» Exercise description: From the line that contains "Target: blue scrub top" to the final line of the entries below, write out every line exactly as it appears, and nothing else.

» Record excerpts:

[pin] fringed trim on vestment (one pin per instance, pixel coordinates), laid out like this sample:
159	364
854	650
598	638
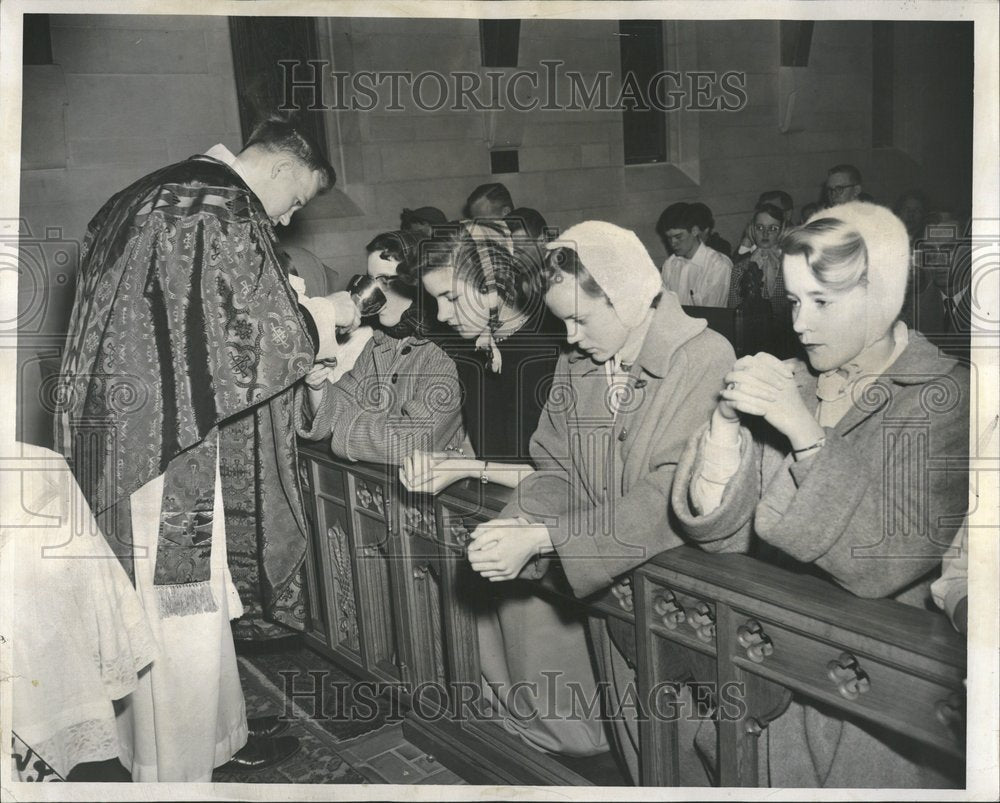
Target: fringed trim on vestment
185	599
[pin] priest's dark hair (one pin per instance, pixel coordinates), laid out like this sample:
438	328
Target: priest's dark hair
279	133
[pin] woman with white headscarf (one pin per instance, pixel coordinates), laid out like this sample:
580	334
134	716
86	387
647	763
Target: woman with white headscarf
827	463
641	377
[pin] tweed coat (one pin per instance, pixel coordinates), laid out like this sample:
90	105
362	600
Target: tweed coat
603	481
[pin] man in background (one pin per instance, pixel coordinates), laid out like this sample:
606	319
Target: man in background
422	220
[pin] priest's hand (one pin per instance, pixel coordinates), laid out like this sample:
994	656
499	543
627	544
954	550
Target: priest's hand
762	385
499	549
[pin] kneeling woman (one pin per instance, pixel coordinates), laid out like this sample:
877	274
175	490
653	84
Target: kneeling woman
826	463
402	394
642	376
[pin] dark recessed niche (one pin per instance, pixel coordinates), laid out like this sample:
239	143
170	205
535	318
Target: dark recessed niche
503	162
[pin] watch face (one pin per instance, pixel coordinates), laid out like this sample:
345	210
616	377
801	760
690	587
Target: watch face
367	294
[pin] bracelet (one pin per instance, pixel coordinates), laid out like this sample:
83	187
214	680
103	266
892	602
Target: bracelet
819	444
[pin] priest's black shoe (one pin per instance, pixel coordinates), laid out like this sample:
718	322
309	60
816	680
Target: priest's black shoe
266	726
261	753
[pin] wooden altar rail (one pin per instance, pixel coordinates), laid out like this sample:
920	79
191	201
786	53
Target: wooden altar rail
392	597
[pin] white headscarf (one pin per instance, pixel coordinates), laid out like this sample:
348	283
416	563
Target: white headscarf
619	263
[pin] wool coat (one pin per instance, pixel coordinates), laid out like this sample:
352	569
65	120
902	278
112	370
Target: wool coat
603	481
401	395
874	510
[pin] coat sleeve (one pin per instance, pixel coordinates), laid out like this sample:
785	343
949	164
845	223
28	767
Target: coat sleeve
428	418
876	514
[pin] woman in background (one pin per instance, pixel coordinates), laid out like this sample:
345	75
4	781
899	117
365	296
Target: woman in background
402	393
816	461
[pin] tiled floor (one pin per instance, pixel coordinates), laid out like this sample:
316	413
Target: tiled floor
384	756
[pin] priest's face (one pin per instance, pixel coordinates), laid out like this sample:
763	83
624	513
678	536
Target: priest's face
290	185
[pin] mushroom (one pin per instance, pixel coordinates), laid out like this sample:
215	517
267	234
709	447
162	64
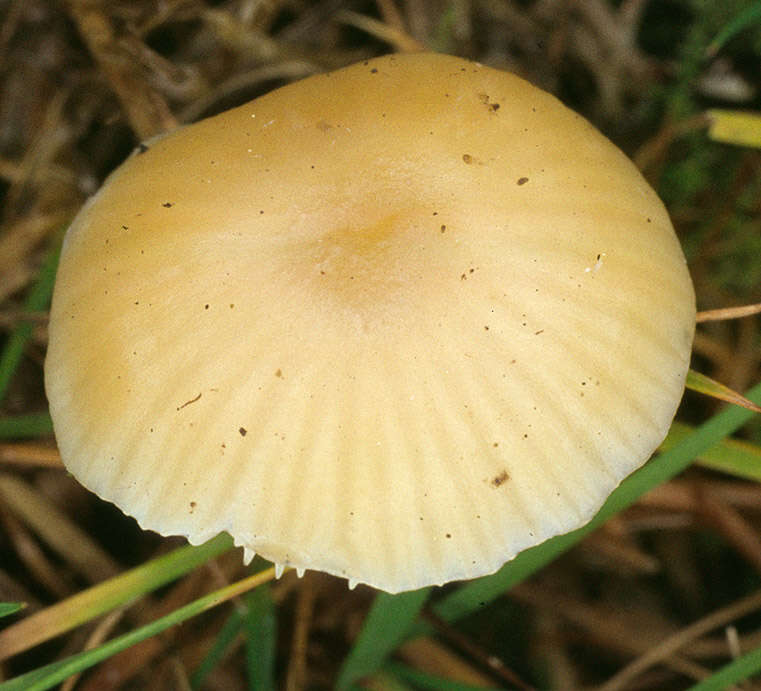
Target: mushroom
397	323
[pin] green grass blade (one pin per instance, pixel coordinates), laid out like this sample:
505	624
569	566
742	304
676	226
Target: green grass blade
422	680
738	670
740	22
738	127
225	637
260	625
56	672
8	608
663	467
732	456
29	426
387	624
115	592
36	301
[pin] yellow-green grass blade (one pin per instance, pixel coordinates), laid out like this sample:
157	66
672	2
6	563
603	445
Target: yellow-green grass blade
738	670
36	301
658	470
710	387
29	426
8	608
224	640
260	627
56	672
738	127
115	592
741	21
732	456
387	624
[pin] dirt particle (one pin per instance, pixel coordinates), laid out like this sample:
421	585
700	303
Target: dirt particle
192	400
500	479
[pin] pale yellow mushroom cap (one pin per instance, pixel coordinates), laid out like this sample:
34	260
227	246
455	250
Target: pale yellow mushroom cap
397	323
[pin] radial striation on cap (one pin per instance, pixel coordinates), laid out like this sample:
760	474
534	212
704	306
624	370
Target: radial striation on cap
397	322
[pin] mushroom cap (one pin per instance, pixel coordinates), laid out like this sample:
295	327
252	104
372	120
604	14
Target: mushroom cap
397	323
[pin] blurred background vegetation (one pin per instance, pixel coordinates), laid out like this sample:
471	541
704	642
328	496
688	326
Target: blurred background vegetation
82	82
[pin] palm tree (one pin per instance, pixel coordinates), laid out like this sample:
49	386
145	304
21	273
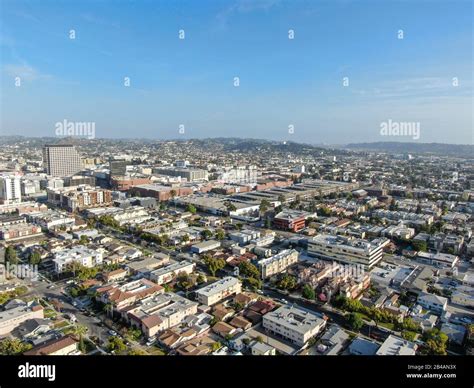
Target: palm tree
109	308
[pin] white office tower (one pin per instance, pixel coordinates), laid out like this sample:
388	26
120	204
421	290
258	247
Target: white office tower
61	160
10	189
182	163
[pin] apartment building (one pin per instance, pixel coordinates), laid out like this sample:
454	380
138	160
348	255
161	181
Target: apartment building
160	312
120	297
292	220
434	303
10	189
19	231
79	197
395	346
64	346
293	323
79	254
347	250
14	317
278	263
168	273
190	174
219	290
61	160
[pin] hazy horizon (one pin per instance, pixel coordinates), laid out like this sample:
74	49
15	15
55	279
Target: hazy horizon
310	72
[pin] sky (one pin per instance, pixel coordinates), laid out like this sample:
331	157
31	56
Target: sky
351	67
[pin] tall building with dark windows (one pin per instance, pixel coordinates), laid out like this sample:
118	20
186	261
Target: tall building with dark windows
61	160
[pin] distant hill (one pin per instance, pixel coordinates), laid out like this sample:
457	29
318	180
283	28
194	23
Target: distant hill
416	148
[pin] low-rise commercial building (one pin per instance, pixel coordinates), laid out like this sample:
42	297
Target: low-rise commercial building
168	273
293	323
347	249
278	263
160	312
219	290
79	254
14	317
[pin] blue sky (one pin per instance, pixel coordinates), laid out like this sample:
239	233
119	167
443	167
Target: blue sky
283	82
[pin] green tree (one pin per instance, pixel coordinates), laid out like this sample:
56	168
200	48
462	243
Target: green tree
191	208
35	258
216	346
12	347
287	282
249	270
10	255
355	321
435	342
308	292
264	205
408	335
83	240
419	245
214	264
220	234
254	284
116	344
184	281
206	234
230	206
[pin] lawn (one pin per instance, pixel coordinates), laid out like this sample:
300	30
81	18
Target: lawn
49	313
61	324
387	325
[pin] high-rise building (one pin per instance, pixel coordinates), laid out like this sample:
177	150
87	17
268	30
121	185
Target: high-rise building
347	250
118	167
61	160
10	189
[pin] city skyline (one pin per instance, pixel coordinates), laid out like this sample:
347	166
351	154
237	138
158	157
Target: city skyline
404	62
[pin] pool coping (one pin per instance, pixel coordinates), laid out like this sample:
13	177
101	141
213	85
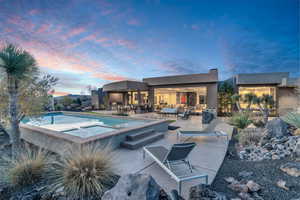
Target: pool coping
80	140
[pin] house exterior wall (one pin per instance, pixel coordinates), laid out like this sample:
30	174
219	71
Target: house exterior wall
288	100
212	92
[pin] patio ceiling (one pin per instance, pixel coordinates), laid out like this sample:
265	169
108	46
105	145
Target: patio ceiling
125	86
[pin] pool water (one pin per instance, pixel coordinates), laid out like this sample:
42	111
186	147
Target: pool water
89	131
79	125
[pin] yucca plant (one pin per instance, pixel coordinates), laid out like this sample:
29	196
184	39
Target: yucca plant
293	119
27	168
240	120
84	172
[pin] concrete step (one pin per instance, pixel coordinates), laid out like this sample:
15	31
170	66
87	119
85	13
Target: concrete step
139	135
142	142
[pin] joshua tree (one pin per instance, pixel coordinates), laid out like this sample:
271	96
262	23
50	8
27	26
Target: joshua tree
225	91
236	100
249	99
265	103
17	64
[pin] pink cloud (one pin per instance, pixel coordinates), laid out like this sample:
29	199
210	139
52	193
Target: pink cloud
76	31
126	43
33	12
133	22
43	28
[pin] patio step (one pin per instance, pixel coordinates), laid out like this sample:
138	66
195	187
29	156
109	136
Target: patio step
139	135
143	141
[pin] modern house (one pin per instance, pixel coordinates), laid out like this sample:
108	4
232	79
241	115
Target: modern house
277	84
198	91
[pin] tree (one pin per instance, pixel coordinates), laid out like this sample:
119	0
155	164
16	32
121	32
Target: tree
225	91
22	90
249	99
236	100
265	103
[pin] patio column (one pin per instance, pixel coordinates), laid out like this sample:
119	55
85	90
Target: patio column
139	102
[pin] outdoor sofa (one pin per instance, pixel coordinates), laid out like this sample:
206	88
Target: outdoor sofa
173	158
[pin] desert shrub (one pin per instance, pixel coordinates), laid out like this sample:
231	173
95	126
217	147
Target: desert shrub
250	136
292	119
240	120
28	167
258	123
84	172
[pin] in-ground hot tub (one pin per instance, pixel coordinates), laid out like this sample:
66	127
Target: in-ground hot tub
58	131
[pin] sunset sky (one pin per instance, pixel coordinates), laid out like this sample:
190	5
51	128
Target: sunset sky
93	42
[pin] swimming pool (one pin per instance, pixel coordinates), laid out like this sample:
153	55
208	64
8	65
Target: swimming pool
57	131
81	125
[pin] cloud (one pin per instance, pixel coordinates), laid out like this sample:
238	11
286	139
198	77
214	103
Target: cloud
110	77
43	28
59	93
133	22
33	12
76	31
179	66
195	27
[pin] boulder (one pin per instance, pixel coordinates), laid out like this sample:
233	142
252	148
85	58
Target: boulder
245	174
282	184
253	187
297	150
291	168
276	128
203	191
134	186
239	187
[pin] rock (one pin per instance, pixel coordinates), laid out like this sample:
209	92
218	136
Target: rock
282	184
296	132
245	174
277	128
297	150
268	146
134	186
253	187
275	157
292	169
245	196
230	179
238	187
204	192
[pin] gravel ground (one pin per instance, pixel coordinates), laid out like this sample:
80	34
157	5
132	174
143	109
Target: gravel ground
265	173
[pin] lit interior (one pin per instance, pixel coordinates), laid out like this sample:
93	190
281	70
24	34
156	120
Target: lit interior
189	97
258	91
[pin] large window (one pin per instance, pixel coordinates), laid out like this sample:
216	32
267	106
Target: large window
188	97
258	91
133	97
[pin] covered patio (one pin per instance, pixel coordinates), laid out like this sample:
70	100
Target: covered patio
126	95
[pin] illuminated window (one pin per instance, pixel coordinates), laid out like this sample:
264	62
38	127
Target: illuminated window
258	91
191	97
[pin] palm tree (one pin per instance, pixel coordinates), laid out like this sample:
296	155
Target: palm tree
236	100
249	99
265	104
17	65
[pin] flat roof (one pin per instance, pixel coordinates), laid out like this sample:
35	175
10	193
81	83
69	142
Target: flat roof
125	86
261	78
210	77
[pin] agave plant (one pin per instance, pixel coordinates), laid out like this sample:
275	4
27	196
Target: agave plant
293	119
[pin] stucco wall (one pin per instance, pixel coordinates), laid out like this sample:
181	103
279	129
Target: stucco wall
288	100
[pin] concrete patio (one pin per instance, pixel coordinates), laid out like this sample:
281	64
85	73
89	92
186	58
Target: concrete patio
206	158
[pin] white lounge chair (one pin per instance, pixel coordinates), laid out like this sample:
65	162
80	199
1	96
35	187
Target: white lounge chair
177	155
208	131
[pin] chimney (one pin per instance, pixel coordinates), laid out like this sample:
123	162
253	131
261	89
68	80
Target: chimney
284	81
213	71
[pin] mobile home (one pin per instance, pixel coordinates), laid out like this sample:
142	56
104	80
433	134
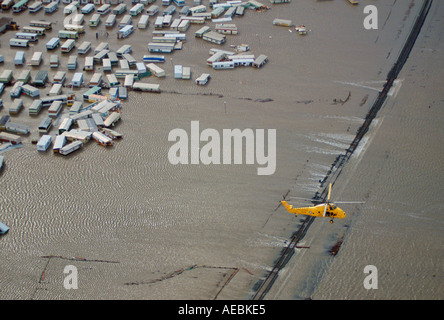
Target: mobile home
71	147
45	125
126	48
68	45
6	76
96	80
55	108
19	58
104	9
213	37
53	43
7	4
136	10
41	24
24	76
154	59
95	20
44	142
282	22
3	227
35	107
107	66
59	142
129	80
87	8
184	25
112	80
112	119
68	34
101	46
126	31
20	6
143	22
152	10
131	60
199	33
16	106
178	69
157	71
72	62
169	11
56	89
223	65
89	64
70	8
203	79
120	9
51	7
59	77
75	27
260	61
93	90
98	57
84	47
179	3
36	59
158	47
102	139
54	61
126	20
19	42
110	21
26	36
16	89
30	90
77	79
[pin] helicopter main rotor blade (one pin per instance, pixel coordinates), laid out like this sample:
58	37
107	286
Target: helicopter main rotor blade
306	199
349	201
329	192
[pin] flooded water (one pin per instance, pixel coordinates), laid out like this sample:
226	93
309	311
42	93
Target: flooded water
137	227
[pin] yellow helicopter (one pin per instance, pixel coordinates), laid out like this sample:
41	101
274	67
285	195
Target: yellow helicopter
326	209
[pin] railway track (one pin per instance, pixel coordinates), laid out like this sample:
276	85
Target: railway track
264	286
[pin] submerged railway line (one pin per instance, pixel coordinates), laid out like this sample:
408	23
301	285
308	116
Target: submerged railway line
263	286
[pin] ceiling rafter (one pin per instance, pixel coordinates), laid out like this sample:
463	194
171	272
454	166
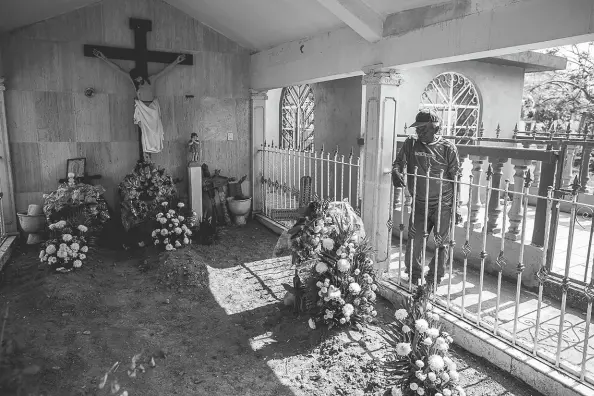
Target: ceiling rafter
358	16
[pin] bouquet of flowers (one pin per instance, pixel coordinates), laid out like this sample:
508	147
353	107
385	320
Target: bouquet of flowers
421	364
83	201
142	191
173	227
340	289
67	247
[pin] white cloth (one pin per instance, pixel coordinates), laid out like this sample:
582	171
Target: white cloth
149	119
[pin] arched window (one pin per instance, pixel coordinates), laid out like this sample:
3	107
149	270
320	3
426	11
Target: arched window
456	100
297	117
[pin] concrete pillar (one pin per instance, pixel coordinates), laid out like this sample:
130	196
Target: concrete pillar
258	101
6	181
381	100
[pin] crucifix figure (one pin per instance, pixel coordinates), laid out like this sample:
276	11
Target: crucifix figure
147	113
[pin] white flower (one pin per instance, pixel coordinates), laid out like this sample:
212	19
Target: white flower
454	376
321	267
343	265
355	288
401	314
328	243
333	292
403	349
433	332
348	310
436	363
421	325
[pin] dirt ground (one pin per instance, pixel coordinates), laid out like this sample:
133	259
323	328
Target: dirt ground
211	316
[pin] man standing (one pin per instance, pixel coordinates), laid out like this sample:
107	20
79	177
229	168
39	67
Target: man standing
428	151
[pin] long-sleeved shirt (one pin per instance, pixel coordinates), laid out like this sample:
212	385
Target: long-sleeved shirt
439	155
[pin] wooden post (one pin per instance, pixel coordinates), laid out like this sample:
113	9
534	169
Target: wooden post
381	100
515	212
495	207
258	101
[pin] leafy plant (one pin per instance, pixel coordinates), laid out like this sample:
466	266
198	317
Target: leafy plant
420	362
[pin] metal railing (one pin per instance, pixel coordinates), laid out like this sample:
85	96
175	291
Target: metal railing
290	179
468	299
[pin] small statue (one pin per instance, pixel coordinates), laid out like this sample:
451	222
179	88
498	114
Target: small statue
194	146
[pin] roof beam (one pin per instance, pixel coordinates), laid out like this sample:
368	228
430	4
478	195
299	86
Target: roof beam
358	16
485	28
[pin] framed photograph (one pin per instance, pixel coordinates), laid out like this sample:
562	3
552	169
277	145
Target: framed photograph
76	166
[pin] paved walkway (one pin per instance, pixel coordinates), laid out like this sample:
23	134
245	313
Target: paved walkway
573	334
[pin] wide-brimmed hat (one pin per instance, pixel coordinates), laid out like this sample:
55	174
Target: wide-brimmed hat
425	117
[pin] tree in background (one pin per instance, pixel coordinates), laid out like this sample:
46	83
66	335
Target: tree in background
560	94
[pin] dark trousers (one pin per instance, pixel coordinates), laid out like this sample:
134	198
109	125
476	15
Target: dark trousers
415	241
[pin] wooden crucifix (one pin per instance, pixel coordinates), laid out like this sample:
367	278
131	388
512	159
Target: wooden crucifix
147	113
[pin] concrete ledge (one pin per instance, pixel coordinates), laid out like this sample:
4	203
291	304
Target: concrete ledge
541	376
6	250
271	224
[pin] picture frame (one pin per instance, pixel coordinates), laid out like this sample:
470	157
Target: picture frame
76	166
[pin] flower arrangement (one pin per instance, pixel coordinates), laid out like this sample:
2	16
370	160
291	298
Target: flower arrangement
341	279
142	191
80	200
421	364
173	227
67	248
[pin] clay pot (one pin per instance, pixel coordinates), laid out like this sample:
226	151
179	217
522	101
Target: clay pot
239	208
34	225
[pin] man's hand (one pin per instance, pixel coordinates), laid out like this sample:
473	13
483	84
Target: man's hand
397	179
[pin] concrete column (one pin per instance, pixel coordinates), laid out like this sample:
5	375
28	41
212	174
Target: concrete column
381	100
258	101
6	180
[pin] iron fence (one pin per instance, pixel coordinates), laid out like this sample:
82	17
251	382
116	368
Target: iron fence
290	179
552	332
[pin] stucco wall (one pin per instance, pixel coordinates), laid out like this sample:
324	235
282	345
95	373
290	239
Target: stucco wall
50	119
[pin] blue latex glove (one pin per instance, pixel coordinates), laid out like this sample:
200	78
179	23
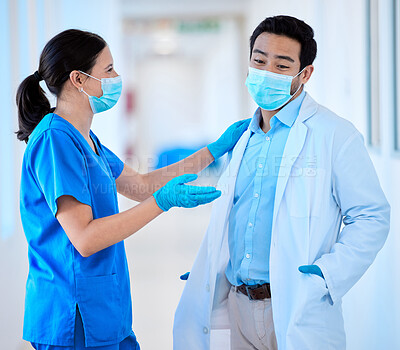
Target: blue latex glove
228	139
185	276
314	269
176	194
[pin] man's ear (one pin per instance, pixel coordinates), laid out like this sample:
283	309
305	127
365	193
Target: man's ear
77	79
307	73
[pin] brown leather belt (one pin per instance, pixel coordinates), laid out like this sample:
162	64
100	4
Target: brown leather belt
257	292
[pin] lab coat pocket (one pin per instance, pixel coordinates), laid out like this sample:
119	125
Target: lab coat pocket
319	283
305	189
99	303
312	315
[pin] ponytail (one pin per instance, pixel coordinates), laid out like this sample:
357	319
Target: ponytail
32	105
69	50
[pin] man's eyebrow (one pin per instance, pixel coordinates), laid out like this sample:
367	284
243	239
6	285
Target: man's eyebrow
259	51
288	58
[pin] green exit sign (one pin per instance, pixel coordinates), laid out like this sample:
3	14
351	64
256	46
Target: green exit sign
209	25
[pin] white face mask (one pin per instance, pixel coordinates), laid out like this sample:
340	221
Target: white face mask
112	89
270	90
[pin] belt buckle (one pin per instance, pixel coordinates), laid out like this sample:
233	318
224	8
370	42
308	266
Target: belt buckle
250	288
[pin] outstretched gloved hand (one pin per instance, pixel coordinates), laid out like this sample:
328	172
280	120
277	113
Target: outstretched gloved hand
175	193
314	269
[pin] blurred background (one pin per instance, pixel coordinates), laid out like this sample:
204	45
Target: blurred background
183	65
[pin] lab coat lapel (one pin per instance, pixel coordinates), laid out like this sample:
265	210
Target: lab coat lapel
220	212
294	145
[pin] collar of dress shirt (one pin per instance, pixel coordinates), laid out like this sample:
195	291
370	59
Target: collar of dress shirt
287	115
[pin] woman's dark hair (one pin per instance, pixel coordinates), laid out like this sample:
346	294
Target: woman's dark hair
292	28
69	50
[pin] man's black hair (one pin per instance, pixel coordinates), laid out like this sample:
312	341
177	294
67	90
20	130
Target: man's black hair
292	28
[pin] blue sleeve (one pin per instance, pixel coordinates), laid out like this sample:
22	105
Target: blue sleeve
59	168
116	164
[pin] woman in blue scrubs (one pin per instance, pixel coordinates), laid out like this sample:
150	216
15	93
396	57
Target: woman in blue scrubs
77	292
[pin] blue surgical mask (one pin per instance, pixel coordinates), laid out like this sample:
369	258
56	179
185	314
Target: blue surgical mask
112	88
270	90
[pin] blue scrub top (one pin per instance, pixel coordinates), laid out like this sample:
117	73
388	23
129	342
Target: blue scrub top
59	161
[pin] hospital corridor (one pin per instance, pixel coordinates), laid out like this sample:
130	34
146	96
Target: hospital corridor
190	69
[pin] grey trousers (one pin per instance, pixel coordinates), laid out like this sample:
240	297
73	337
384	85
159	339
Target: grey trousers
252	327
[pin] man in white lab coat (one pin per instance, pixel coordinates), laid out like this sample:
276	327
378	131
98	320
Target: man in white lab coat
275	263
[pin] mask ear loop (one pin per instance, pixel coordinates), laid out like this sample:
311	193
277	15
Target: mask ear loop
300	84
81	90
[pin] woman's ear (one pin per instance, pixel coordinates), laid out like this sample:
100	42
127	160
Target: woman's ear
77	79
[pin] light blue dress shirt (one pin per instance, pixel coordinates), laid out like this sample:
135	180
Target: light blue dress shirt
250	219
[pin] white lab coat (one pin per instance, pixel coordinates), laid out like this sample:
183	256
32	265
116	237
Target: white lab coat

» Exercise response:
Target: blue scrub top
59	161
[pin] hospital corridor (one pin per instance, pixel coordinates), laid out like this sample:
130	34
146	96
Target: hospital corridor
190	69
[pin] grey trousers (one pin per instance, pixel coordinates), laid out like this sample:
240	297
73	337
384	85
159	339
Target: grey trousers
252	327
[pin] man in white lab coat (one pin per instance, pixel coordinates), laid out like this sample:
276	327
378	131
98	320
Target: man in white lab coat
275	263
[pin] mask ear loop (one pin per instance, pixel coordinates), laid out like this sample:
311	193
277	15
Target: mask ear loop
300	84
81	90
[pin] woman's ear (one pin per instance, pixel coordinates), laid out like this sample:
100	42
127	160
Target: woman's ear
77	79
[pin] light blue dress shirt (one pin per instance, pixel coordinates), laid out like this sample:
135	180
Target: light blue dress shirt
250	219
[pin] white lab coat (one pin per instance, pixel coordinates), laid out like this sample:
183	256
32	265
116	237
Target: white lab coat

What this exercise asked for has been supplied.